(Coordinate annotation entries)
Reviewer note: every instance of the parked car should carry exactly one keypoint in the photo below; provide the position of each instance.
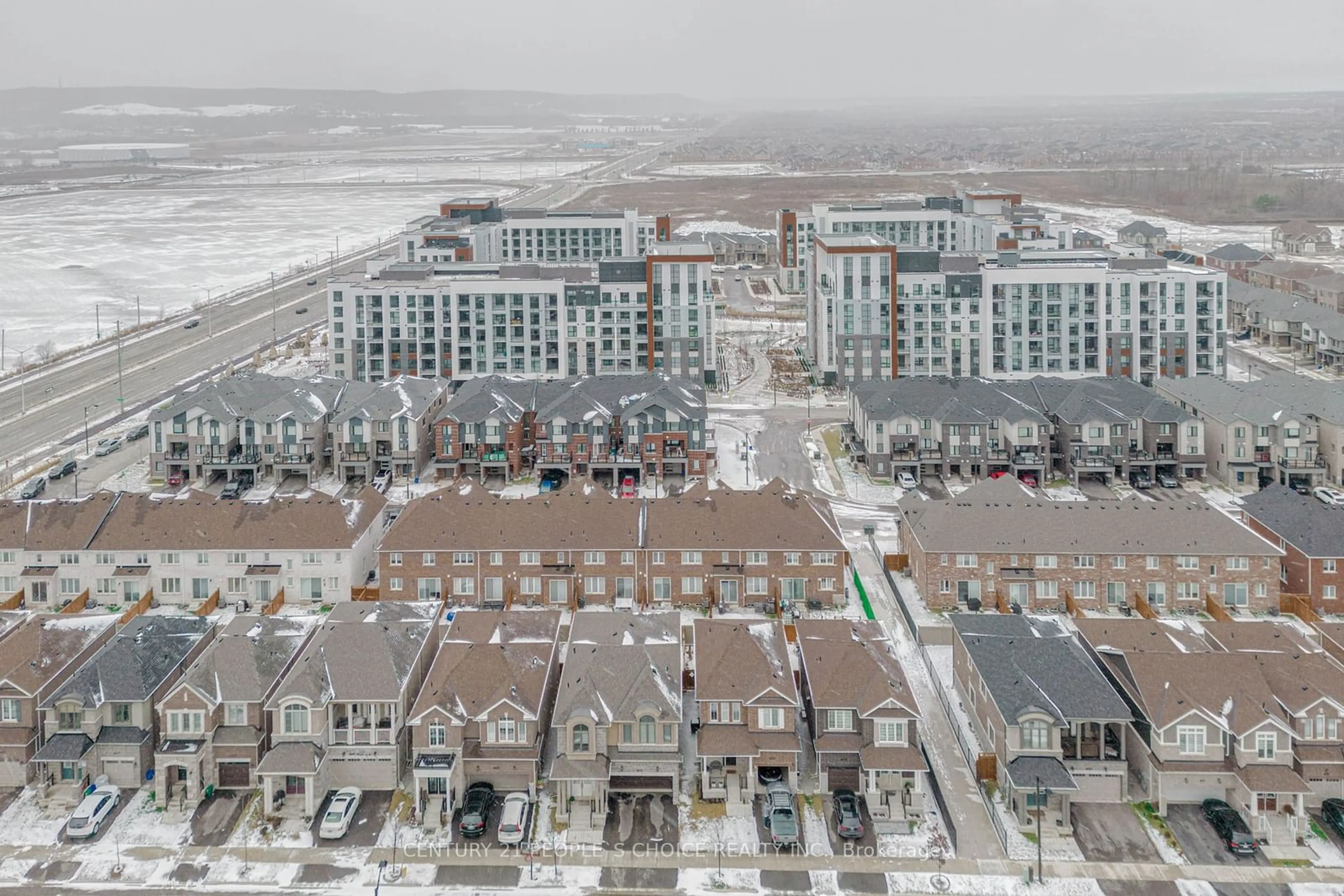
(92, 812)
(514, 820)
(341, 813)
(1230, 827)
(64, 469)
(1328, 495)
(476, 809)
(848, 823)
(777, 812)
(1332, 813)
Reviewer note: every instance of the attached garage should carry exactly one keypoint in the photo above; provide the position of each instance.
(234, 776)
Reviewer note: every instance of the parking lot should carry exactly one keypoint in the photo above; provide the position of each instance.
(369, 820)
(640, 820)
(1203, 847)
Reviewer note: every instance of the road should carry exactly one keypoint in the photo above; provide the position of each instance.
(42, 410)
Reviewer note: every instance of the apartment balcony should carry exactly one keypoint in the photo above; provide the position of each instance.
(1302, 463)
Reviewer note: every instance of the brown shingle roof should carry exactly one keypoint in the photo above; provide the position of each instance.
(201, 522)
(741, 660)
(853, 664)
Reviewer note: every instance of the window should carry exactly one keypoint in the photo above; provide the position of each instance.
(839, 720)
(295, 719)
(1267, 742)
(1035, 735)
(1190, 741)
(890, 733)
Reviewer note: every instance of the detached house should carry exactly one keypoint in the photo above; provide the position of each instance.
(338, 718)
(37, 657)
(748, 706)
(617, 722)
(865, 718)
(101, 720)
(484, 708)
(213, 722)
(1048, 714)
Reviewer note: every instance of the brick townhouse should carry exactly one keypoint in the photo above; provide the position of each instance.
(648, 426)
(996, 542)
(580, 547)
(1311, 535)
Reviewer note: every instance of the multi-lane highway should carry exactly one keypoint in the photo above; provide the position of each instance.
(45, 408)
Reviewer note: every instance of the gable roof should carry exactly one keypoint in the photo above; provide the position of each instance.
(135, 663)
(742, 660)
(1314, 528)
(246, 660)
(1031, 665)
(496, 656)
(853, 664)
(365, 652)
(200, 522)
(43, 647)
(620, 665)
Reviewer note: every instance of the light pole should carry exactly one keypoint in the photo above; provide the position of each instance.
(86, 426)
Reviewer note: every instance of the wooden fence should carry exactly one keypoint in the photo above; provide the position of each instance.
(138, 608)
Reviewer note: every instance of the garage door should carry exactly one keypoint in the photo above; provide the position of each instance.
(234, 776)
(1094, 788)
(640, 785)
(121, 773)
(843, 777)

## To be done
Reproduce every line of the material above word for word, leaving the picture out of your answer.

## Completed exercise
Reviewer note: every instance of the parked car should carry exactly one keypoint in the photo below; provide the position of each instance.
(92, 812)
(514, 820)
(341, 813)
(1230, 827)
(64, 469)
(1328, 495)
(476, 809)
(848, 823)
(777, 812)
(1332, 813)
Reviewer note: every instance of the attached garage should carry exactly one keypoint in the photo above; provide the position of each instance.
(234, 776)
Reviewer note: every instance of the parking lot should carry exactly one keypoint in the photo above; provide the position of each instance.
(369, 820)
(640, 820)
(1203, 847)
Reviewer note: every instance of the road should carry exactly one keypoint in the photo above; provide the position of each instance.
(42, 410)
Reviewer note: every instance of the apartment balcony should carry exactly one keypoint in the photo above; provide the position of each instance.
(1302, 463)
Reviewer note: every instance of the brown shingle roof should carry exactly one keypoint in the photo above; provide the position of each instance.
(201, 522)
(741, 660)
(853, 664)
Reviewer note: every instance of the window should carry exactly one keypoint in the photo above; provide the position of each instance.
(839, 720)
(295, 719)
(1267, 742)
(1035, 735)
(1190, 741)
(890, 733)
Reviewer note: every instance of the detached house should carry exactly one keypoint in the photo above; provide the position of each instance.
(338, 718)
(37, 657)
(748, 706)
(617, 722)
(865, 718)
(101, 720)
(484, 708)
(213, 722)
(1048, 714)
Reviewer note: every instance of the brick townhouse should carry exactly one keypoint in the photo above; provide the position of each instance.
(648, 426)
(996, 542)
(580, 547)
(1311, 535)
Reviewer note: every instance of the multi-lane highway should carry exactly one keypoint in the photo above; provide the position of each instance.
(45, 408)
Reviewer note: every instance of the gable roof should carry exactly one keypoint in the photo above; provide the position of each instance.
(135, 663)
(742, 660)
(1314, 528)
(246, 660)
(1031, 665)
(496, 656)
(853, 664)
(365, 652)
(200, 522)
(43, 647)
(620, 665)
Reviewer note: every instance of the light pole should carry exactly one keypoint in the photo above; provide the position of each instance.
(86, 426)
Reviewer note: every instance of the wooden fence should carry exactly one keypoint in the photo above; provide the position of each instance.
(138, 608)
Reviewer note: every instance of the garage door should carry exactly one keypoint in the photo above; provide the position of each instance.
(234, 776)
(1094, 788)
(640, 785)
(121, 773)
(843, 777)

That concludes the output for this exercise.